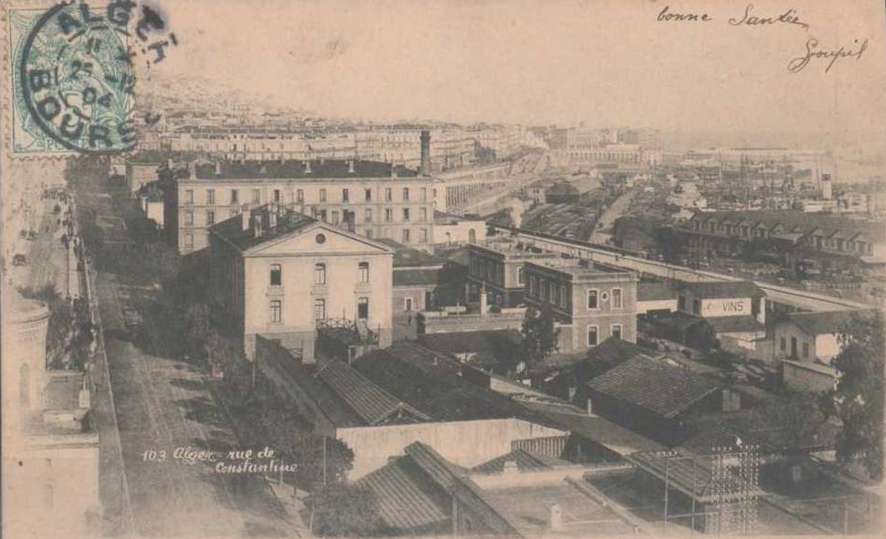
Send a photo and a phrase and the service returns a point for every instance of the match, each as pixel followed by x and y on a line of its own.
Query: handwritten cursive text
pixel 788 17
pixel 814 51
pixel 666 15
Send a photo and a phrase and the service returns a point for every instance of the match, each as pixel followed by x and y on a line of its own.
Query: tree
pixel 226 356
pixel 198 327
pixel 857 398
pixel 343 511
pixel 539 334
pixel 322 460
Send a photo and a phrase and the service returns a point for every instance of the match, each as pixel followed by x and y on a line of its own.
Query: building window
pixel 592 299
pixel 319 273
pixel 616 298
pixel 319 309
pixel 592 335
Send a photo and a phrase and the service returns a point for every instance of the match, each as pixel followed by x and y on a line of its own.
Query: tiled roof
pixel 370 402
pixel 735 324
pixel 408 257
pixel 405 502
pixel 485 343
pixel 326 168
pixel 405 370
pixel 724 289
pixel 822 322
pixel 525 461
pixel 654 384
pixel 232 229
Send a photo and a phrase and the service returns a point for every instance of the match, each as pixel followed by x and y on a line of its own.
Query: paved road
pixel 163 404
pixel 160 404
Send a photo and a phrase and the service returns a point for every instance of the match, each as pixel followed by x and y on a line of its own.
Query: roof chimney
pixel 556 518
pixel 425 169
pixel 256 226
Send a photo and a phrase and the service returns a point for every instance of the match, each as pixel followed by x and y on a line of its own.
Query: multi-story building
pixel 497 267
pixel 373 199
pixel 590 303
pixel 286 276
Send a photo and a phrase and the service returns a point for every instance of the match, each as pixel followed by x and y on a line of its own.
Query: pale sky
pixel 605 62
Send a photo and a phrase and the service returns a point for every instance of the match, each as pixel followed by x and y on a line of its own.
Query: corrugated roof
pixel 525 460
pixel 724 289
pixel 819 323
pixel 654 291
pixel 658 385
pixel 735 324
pixel 369 401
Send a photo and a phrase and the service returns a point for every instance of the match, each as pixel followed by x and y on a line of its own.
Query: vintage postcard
pixel 409 268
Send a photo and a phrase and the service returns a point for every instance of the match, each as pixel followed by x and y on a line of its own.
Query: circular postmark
pixel 77 78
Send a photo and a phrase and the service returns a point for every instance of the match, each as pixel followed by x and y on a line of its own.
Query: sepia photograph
pixel 442 268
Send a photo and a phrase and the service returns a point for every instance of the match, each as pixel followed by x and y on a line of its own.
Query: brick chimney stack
pixel 425 169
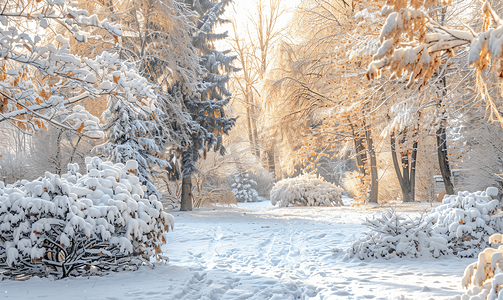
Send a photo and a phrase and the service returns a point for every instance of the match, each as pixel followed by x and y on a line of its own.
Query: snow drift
pixel 77 224
pixel 306 190
pixel 460 226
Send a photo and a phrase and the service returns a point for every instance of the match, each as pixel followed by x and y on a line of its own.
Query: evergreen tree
pixel 206 106
pixel 134 136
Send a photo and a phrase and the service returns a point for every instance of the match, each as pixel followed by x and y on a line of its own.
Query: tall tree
pixel 254 44
pixel 206 107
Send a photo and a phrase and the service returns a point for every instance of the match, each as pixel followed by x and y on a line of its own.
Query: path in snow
pixel 250 253
pixel 258 251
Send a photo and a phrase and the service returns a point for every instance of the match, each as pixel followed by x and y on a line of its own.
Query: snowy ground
pixel 257 251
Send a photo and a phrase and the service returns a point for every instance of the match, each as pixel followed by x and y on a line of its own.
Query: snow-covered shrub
pixel 243 190
pixel 460 226
pixel 484 278
pixel 75 224
pixel 306 190
pixel 392 235
pixel 467 220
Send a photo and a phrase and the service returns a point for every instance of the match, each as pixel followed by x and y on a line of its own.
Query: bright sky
pixel 241 10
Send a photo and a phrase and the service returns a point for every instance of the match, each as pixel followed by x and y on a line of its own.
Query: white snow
pixel 257 251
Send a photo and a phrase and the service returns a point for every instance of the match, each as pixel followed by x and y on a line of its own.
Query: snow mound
pixel 76 224
pixel 306 190
pixel 484 278
pixel 460 226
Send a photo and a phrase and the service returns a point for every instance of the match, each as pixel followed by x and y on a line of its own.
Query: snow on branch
pixel 38 74
pixel 420 55
pixel 460 226
pixel 78 224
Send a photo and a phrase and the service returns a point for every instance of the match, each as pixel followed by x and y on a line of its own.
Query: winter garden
pixel 265 149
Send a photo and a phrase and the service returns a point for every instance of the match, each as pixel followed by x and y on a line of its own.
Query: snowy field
pixel 256 251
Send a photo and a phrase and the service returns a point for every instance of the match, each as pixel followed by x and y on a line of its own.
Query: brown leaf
pixel 80 128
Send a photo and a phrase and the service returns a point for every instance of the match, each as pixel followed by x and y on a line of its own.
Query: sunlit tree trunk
pixel 443 159
pixel 186 201
pixel 407 174
pixel 374 185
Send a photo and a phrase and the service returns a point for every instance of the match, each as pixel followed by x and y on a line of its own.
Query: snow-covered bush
pixel 484 278
pixel 243 190
pixel 468 219
pixel 69 226
pixel 460 226
pixel 306 190
pixel 392 235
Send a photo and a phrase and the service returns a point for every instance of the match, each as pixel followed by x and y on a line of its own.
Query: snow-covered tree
pixel 40 76
pixel 134 135
pixel 209 122
pixel 243 188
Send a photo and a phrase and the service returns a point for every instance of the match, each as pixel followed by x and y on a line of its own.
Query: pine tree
pixel 206 107
pixel 133 136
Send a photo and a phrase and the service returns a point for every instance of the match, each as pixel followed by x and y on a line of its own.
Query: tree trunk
pixel 250 130
pixel 413 173
pixel 374 185
pixel 255 132
pixel 271 158
pixel 58 153
pixel 443 160
pixel 186 201
pixel 406 176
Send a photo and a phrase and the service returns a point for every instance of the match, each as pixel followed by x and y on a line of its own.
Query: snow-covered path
pixel 289 254
pixel 258 251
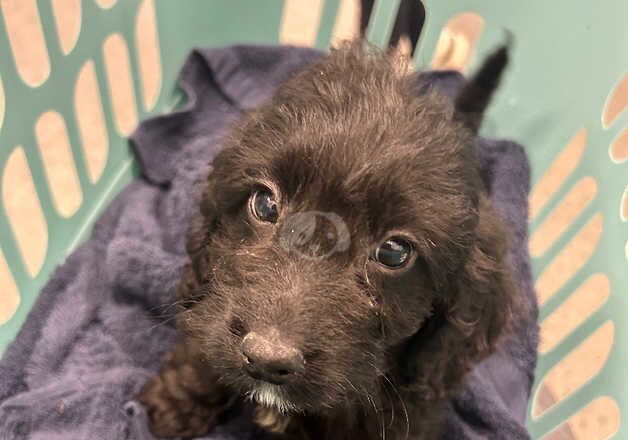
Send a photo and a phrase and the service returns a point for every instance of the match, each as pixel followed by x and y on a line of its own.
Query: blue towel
pixel 102 324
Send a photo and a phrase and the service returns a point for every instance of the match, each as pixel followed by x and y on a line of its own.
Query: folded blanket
pixel 102 324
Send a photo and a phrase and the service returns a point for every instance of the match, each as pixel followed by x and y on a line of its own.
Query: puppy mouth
pixel 272 396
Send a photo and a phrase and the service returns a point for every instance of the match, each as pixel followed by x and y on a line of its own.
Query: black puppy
pixel 346 269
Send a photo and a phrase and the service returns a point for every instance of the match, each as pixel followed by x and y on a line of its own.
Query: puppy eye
pixel 393 253
pixel 263 206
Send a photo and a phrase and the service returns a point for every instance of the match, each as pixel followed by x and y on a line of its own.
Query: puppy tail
pixel 476 94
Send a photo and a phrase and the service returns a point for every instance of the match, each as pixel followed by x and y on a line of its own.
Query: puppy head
pixel 343 237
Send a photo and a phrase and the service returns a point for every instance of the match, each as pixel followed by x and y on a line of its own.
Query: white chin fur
pixel 269 395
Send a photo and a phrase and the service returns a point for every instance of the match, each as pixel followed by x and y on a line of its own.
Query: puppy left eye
pixel 393 253
pixel 264 206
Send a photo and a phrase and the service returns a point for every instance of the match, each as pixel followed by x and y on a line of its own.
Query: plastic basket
pixel 93 68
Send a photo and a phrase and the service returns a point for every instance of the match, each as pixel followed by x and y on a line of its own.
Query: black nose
pixel 268 358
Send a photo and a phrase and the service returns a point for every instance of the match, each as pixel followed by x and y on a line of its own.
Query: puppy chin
pixel 271 396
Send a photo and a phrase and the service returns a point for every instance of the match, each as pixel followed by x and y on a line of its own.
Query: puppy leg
pixel 183 400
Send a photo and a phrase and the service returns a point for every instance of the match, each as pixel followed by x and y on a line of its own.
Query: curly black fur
pixel 384 349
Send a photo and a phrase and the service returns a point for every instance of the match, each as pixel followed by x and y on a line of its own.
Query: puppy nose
pixel 270 359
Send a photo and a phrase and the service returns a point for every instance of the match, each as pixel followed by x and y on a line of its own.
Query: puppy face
pixel 333 224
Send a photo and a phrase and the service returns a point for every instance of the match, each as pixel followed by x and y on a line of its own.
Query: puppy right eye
pixel 393 253
pixel 263 206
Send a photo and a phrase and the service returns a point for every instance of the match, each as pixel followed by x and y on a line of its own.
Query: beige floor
pixel 299 26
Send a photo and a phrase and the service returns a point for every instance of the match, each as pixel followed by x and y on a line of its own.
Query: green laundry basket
pixel 568 58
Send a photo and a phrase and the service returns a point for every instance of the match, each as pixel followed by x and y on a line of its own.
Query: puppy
pixel 346 268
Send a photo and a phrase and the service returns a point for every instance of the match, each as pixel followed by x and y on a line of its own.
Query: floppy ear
pixel 467 325
pixel 476 93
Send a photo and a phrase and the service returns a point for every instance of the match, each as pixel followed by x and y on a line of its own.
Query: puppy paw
pixel 174 411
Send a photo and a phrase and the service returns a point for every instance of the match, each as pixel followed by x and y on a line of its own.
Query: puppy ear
pixel 466 327
pixel 476 94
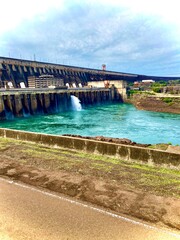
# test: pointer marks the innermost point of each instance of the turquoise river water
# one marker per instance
(110, 120)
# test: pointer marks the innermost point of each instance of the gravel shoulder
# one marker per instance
(146, 192)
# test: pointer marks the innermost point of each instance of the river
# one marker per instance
(110, 120)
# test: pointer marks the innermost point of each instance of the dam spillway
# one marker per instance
(23, 102)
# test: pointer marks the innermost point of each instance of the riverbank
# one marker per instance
(158, 102)
(149, 193)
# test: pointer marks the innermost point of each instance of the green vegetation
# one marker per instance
(168, 100)
(133, 175)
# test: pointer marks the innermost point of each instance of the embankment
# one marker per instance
(138, 190)
(157, 103)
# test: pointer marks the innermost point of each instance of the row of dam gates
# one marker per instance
(27, 102)
(31, 87)
(18, 71)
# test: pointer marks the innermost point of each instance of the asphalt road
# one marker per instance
(30, 213)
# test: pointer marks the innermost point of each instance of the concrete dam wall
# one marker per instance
(28, 102)
(19, 71)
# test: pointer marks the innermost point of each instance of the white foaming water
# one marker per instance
(76, 103)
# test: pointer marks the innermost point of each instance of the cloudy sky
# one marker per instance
(135, 36)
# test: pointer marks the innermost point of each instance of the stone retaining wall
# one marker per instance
(125, 152)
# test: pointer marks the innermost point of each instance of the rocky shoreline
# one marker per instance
(156, 103)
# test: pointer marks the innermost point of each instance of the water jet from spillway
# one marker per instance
(76, 103)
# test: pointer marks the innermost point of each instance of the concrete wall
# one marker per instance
(124, 152)
(118, 86)
(18, 103)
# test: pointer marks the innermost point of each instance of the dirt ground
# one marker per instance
(150, 193)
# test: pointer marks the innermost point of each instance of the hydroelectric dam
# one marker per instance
(31, 87)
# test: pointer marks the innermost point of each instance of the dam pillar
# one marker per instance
(2, 109)
(8, 104)
(18, 106)
(33, 101)
(47, 102)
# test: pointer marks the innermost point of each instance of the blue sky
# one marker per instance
(134, 36)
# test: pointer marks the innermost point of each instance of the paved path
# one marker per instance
(31, 214)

• What you should do
Whenever a line of the data includes "water", copy that line.

• The completed task
# test: pointer marks the innermost point of each instance of the turquoise river water
# test: pointer marks the innermost point of each instance of the white foaming water
# test: pointer marks the innermost point of each instance of the water jet from spillway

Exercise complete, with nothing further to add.